Items from a data source:
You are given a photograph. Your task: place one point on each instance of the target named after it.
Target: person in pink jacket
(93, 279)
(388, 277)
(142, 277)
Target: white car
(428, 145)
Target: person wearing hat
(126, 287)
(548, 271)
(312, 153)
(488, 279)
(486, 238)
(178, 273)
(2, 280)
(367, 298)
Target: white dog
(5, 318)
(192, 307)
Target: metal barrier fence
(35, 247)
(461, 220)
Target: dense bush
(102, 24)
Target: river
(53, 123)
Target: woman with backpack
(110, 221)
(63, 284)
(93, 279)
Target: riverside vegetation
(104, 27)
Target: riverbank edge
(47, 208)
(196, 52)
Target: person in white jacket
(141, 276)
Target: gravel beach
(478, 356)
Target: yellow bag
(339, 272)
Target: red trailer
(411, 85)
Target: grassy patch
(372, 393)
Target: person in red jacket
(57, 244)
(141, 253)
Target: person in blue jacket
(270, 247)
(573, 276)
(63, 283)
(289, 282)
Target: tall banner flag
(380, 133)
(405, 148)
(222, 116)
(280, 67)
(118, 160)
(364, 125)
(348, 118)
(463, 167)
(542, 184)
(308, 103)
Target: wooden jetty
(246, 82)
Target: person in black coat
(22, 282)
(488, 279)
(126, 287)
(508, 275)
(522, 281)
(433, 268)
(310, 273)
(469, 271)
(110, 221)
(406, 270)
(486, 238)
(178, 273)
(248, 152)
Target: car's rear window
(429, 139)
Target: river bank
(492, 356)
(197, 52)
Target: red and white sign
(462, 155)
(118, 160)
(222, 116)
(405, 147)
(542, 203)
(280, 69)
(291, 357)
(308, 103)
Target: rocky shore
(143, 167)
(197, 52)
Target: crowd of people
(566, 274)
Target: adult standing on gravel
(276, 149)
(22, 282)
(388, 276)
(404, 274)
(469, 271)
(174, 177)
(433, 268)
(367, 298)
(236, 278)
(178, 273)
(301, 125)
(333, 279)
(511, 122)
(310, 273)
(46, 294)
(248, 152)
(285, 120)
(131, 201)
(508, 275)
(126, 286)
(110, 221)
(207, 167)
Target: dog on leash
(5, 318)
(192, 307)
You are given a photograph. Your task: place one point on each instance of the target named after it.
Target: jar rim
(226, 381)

→ WORK INSTRUCTION
Reproduce every entry above without a single alteration.

→ TASK ANSWER
You are given a photograph. Your task: place one point on each instance of the target named after it.
Target: person in pink jacket
(93, 279)
(388, 277)
(142, 277)
Target: white car
(428, 145)
Target: person wearing hat
(126, 287)
(548, 271)
(312, 153)
(488, 279)
(486, 238)
(178, 273)
(2, 280)
(367, 298)
Target: white dog
(5, 318)
(192, 307)
Target: metal barrier fence
(35, 247)
(461, 220)
Target: dense bush
(102, 24)
Target: river
(53, 123)
Target: woman with backpack
(110, 221)
(63, 284)
(93, 279)
Target: riverside vegetation
(104, 27)
Target: riverbank edge
(47, 208)
(196, 52)
Target: person in white jacket
(141, 276)
Target: gravel beach
(478, 356)
Target: yellow bag
(339, 272)
Target: red trailer
(411, 85)
Target: grassy patch
(372, 393)
Target: person in red jacket
(57, 244)
(141, 253)
Target: person in blue jacket
(270, 247)
(573, 276)
(63, 283)
(289, 282)
Target: tall banner flag
(380, 133)
(405, 148)
(222, 116)
(280, 67)
(118, 160)
(364, 125)
(348, 118)
(463, 167)
(542, 184)
(308, 103)
Target: wooden jetty
(246, 82)
Target: person in black coat
(22, 282)
(488, 279)
(126, 287)
(508, 275)
(522, 281)
(433, 268)
(310, 273)
(469, 271)
(110, 221)
(406, 270)
(486, 238)
(178, 273)
(248, 152)
Target: car's rear window
(429, 139)
Target: river bank
(492, 356)
(197, 52)
Target: red and white sign
(462, 155)
(118, 160)
(222, 116)
(405, 147)
(542, 203)
(280, 69)
(291, 357)
(308, 103)
Target: rocky shore
(143, 167)
(197, 52)
Target: crowd of people
(566, 274)
Target: adult standing on gravel
(276, 149)
(22, 282)
(388, 276)
(404, 274)
(469, 271)
(174, 177)
(433, 268)
(367, 298)
(236, 278)
(178, 273)
(301, 125)
(333, 279)
(511, 122)
(310, 273)
(46, 294)
(248, 152)
(285, 120)
(131, 201)
(508, 275)
(126, 286)
(110, 221)
(207, 167)
Target: dog on leash
(5, 318)
(192, 307)
You are given a photograph. Your task: place one point on each instance of the target named after it.
Target: jar rim
(226, 381)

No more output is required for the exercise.